- Exercise brief
Below are lines of data; restate word for word those running from the line containing "Phrase: wooden plank" to the line containing "Phrase: tractor rear wheel", inclusive, and no others.

- The records
§ §

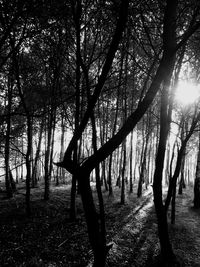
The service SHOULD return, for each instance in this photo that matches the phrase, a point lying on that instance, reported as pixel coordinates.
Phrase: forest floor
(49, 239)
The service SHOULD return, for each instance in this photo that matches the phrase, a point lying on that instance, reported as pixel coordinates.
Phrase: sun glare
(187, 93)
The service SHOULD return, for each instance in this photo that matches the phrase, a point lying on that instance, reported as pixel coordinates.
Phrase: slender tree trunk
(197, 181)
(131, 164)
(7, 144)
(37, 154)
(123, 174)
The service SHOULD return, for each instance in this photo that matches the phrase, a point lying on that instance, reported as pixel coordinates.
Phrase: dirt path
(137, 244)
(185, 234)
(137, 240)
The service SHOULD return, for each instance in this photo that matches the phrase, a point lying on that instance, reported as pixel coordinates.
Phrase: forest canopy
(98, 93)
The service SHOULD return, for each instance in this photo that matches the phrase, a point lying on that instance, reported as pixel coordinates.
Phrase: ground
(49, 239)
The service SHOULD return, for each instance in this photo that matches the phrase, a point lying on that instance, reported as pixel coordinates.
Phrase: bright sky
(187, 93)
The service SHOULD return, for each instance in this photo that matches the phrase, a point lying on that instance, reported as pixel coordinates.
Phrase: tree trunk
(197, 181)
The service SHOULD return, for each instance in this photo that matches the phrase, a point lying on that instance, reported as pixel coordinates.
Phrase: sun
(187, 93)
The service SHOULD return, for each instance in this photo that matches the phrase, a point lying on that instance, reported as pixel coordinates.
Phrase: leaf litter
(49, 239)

§ §

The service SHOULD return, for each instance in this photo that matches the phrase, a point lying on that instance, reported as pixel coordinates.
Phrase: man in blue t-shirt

§ §

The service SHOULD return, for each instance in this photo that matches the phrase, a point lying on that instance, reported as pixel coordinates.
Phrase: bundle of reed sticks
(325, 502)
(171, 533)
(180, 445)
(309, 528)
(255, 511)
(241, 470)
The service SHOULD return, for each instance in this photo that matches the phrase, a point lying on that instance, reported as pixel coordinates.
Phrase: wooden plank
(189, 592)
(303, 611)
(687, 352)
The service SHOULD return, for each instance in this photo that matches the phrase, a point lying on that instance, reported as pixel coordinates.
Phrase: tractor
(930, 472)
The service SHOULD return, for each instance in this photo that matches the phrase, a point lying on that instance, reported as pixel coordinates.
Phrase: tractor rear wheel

§ §

- Your solution
Phrase: wooden plank
(189, 592)
(303, 611)
(687, 352)
The service SHOULD return, for each instance in this photo that matches the phrase, a point lying on that instance, reported as pixel coordinates.
Phrase: tractor
(930, 472)
The service SHOULD return, for each instance in this photo that matches the phrase, a point lying on that instance, reported as pixel coordinates.
Phrase: tractor rear wheel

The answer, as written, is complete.